RECORDED DATA below:

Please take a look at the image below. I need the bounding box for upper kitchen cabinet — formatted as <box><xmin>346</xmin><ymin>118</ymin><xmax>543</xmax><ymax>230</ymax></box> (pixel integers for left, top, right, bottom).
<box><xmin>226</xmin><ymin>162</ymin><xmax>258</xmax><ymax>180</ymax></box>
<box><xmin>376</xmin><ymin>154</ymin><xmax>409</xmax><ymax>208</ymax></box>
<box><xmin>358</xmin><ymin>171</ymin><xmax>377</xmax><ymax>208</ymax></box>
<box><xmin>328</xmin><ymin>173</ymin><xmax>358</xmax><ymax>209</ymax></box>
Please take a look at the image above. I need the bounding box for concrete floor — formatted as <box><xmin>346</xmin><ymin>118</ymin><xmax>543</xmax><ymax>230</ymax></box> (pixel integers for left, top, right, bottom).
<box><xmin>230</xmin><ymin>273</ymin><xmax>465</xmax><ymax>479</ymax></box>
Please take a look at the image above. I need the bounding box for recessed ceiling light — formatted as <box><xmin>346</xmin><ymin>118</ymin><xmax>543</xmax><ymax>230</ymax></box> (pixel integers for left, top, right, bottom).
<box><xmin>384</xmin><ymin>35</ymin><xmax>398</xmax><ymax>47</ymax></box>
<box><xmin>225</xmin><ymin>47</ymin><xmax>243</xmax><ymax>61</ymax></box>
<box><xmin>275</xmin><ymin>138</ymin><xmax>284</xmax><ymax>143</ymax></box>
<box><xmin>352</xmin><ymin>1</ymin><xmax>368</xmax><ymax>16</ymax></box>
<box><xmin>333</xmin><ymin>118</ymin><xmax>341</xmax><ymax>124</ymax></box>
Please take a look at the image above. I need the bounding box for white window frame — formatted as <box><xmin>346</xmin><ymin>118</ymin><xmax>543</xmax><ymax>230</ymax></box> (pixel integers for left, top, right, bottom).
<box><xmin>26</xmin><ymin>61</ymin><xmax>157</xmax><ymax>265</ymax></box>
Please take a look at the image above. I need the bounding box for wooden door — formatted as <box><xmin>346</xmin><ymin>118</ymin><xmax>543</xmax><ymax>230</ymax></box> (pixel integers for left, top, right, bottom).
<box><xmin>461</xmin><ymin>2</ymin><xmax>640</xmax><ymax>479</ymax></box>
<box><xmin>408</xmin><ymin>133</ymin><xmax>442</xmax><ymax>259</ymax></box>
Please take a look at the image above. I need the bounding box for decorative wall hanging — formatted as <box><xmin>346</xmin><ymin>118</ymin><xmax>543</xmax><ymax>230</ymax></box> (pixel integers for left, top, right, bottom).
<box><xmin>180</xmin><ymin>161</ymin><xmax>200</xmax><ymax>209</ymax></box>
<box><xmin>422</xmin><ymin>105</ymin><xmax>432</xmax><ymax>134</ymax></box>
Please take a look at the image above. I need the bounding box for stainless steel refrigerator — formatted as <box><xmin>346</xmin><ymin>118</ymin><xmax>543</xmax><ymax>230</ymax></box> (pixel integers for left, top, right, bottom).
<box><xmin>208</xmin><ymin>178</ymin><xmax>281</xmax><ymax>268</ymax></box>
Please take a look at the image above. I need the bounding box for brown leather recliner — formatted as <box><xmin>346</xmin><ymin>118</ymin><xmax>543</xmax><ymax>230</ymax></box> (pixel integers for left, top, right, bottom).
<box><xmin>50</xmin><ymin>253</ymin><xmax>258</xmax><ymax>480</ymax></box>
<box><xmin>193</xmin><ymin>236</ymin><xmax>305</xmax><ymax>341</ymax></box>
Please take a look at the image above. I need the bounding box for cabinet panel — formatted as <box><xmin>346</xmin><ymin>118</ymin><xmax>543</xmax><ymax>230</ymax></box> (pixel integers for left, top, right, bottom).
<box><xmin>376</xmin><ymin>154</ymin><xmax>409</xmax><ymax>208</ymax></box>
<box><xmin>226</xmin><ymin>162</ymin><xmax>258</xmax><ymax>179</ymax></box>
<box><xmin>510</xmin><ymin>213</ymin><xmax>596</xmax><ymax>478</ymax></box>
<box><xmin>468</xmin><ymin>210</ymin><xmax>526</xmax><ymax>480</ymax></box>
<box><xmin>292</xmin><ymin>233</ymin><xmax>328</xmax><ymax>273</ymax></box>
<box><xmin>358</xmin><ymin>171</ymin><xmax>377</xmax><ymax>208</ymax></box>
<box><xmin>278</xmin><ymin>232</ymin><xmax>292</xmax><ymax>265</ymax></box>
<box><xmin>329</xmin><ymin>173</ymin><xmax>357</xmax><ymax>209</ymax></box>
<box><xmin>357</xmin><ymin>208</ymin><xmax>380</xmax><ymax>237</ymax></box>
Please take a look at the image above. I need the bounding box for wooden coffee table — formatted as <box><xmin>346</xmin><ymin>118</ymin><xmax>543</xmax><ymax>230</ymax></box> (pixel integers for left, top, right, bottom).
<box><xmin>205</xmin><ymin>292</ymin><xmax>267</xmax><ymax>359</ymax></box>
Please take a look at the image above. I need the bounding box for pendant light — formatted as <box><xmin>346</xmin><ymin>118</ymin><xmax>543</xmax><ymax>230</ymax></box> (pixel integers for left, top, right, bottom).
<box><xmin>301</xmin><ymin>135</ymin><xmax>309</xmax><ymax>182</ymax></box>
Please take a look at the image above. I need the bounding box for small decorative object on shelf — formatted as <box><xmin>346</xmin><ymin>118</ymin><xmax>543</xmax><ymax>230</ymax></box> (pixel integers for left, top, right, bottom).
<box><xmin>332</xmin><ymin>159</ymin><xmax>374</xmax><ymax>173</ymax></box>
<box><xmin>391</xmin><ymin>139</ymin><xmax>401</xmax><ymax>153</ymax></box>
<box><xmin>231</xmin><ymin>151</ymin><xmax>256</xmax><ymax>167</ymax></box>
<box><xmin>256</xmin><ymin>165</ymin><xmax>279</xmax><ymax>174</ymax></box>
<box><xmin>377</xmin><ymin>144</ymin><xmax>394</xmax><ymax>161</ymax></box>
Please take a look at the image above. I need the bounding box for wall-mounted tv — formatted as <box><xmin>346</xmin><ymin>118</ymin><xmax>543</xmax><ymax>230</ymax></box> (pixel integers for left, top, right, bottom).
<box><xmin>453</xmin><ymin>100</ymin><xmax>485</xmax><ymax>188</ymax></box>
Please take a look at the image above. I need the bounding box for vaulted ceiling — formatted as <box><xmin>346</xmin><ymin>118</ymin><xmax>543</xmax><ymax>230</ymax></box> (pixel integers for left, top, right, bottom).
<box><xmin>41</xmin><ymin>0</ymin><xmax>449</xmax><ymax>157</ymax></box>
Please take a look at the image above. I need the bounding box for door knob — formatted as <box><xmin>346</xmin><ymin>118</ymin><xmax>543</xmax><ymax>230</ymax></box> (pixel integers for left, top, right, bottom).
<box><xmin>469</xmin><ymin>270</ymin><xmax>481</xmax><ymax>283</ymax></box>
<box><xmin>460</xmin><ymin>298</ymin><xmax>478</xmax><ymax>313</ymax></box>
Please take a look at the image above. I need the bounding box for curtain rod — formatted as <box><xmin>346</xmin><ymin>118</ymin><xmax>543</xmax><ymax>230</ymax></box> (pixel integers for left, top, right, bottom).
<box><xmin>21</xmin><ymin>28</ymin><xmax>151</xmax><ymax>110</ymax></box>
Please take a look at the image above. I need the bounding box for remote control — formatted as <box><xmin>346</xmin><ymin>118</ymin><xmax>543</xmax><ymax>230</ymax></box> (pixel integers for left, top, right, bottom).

End of RECORDED DATA.

▸ TASK OBJECTIVE
Make a verbatim copy of each record.

▸ RESPONSE TO THE EXERCISE
Please take a look at the image below. I need the bounding box for upper kitchen cabinet — formatted as <box><xmin>346</xmin><ymin>118</ymin><xmax>543</xmax><ymax>230</ymax></box> (pixel integers for left, top, right, bottom).
<box><xmin>226</xmin><ymin>162</ymin><xmax>258</xmax><ymax>180</ymax></box>
<box><xmin>376</xmin><ymin>154</ymin><xmax>409</xmax><ymax>208</ymax></box>
<box><xmin>358</xmin><ymin>171</ymin><xmax>377</xmax><ymax>208</ymax></box>
<box><xmin>328</xmin><ymin>173</ymin><xmax>358</xmax><ymax>209</ymax></box>
Please take a look at the image above. I need the bounding box for concrete floor — formatted as <box><xmin>346</xmin><ymin>118</ymin><xmax>543</xmax><ymax>230</ymax></box> (pixel integers for left, top, right, bottom).
<box><xmin>230</xmin><ymin>273</ymin><xmax>465</xmax><ymax>479</ymax></box>
Please take a look at the image above. I need the bounding box for recessed ceiling light — formatted as <box><xmin>346</xmin><ymin>118</ymin><xmax>543</xmax><ymax>230</ymax></box> (pixel integers for left, top, right, bottom).
<box><xmin>384</xmin><ymin>35</ymin><xmax>398</xmax><ymax>47</ymax></box>
<box><xmin>225</xmin><ymin>47</ymin><xmax>243</xmax><ymax>61</ymax></box>
<box><xmin>275</xmin><ymin>138</ymin><xmax>284</xmax><ymax>143</ymax></box>
<box><xmin>352</xmin><ymin>1</ymin><xmax>368</xmax><ymax>16</ymax></box>
<box><xmin>333</xmin><ymin>118</ymin><xmax>341</xmax><ymax>124</ymax></box>
Please take a look at the image above. I need the bounding box for white window frame — formatted as <box><xmin>346</xmin><ymin>118</ymin><xmax>543</xmax><ymax>230</ymax></box> (pixel integers for left, top, right, bottom).
<box><xmin>26</xmin><ymin>61</ymin><xmax>157</xmax><ymax>265</ymax></box>
Please take a look at the image above. I need the bounding box for wooden door — formatted as <box><xmin>346</xmin><ymin>118</ymin><xmax>543</xmax><ymax>230</ymax></box> (pixel integers for left, top, right, bottom).
<box><xmin>461</xmin><ymin>2</ymin><xmax>640</xmax><ymax>479</ymax></box>
<box><xmin>408</xmin><ymin>133</ymin><xmax>442</xmax><ymax>259</ymax></box>
Please take a look at the image above. I need the bounding box for decorative wall hanging — formatted as <box><xmin>346</xmin><ymin>118</ymin><xmax>543</xmax><ymax>230</ymax></box> (pixel integers for left, top, right, bottom).
<box><xmin>180</xmin><ymin>161</ymin><xmax>200</xmax><ymax>209</ymax></box>
<box><xmin>422</xmin><ymin>105</ymin><xmax>432</xmax><ymax>134</ymax></box>
Please take a look at the image above. I need the bounding box for stainless steel refrigerator — formatted as <box><xmin>346</xmin><ymin>118</ymin><xmax>543</xmax><ymax>230</ymax></box> (pixel integers for left, top, right, bottom).
<box><xmin>208</xmin><ymin>178</ymin><xmax>281</xmax><ymax>268</ymax></box>
Please take a look at the image above. I need the bounding box for brown leather recliner — formatted as <box><xmin>346</xmin><ymin>118</ymin><xmax>543</xmax><ymax>230</ymax></box> (pixel integers for left, top, right, bottom).
<box><xmin>50</xmin><ymin>253</ymin><xmax>258</xmax><ymax>480</ymax></box>
<box><xmin>193</xmin><ymin>236</ymin><xmax>305</xmax><ymax>341</ymax></box>
Please take a look at the image above. I need the bounding box for cabinet panel — formatted as <box><xmin>346</xmin><ymin>118</ymin><xmax>543</xmax><ymax>230</ymax></box> (pixel integers for left, top, right, bottom).
<box><xmin>376</xmin><ymin>154</ymin><xmax>409</xmax><ymax>208</ymax></box>
<box><xmin>226</xmin><ymin>162</ymin><xmax>258</xmax><ymax>179</ymax></box>
<box><xmin>510</xmin><ymin>213</ymin><xmax>596</xmax><ymax>478</ymax></box>
<box><xmin>468</xmin><ymin>210</ymin><xmax>526</xmax><ymax>480</ymax></box>
<box><xmin>292</xmin><ymin>233</ymin><xmax>328</xmax><ymax>273</ymax></box>
<box><xmin>358</xmin><ymin>171</ymin><xmax>377</xmax><ymax>208</ymax></box>
<box><xmin>278</xmin><ymin>232</ymin><xmax>292</xmax><ymax>265</ymax></box>
<box><xmin>329</xmin><ymin>173</ymin><xmax>357</xmax><ymax>209</ymax></box>
<box><xmin>357</xmin><ymin>208</ymin><xmax>380</xmax><ymax>237</ymax></box>
Please take a look at the image above. I need the bounding box for wooden coffee table — formatted as <box><xmin>346</xmin><ymin>118</ymin><xmax>543</xmax><ymax>230</ymax></box> (pixel integers for left, top, right, bottom).
<box><xmin>205</xmin><ymin>292</ymin><xmax>267</xmax><ymax>359</ymax></box>
Please take a look at the image above. I need the bounding box for pendant light — formatted as <box><xmin>346</xmin><ymin>118</ymin><xmax>543</xmax><ymax>230</ymax></box> (pixel integers for left, top, right, bottom).
<box><xmin>301</xmin><ymin>135</ymin><xmax>309</xmax><ymax>182</ymax></box>
Please take a look at the image above. I need the bounding box for small decorative object on shelf — formatted as <box><xmin>346</xmin><ymin>118</ymin><xmax>543</xmax><ymax>230</ymax></box> (pixel integers for left, top, right, bottom).
<box><xmin>332</xmin><ymin>159</ymin><xmax>374</xmax><ymax>173</ymax></box>
<box><xmin>391</xmin><ymin>139</ymin><xmax>401</xmax><ymax>153</ymax></box>
<box><xmin>231</xmin><ymin>151</ymin><xmax>256</xmax><ymax>167</ymax></box>
<box><xmin>256</xmin><ymin>165</ymin><xmax>279</xmax><ymax>174</ymax></box>
<box><xmin>377</xmin><ymin>144</ymin><xmax>394</xmax><ymax>161</ymax></box>
Please take a look at the image above. I need the bounding box for wall-mounted tv — formatted as <box><xmin>346</xmin><ymin>118</ymin><xmax>543</xmax><ymax>230</ymax></box> (pixel integers for left, top, right, bottom).
<box><xmin>453</xmin><ymin>100</ymin><xmax>485</xmax><ymax>188</ymax></box>
Please take a look at the image above. I need the bounding box for vaulted ceiling — formatted as <box><xmin>346</xmin><ymin>118</ymin><xmax>543</xmax><ymax>230</ymax></box> (pixel integers for left, top, right, bottom).
<box><xmin>41</xmin><ymin>0</ymin><xmax>449</xmax><ymax>157</ymax></box>
Please take a look at the image above. I need the bounding box for door knob — formatted as <box><xmin>346</xmin><ymin>118</ymin><xmax>543</xmax><ymax>230</ymax></box> (pixel integers for left, top, right, bottom).
<box><xmin>469</xmin><ymin>270</ymin><xmax>481</xmax><ymax>283</ymax></box>
<box><xmin>460</xmin><ymin>298</ymin><xmax>478</xmax><ymax>313</ymax></box>
Please take a look at the image above. I need the bounding box for curtain rod — formatted as <box><xmin>346</xmin><ymin>118</ymin><xmax>543</xmax><ymax>230</ymax></box> (pixel integers for left, top, right, bottom).
<box><xmin>21</xmin><ymin>28</ymin><xmax>151</xmax><ymax>110</ymax></box>
Please take a look at the image above. I need the bounding box for remote control — formatted as <box><xmin>346</xmin><ymin>118</ymin><xmax>543</xmax><ymax>230</ymax></box> (pixel integers for left, top, right, bottom).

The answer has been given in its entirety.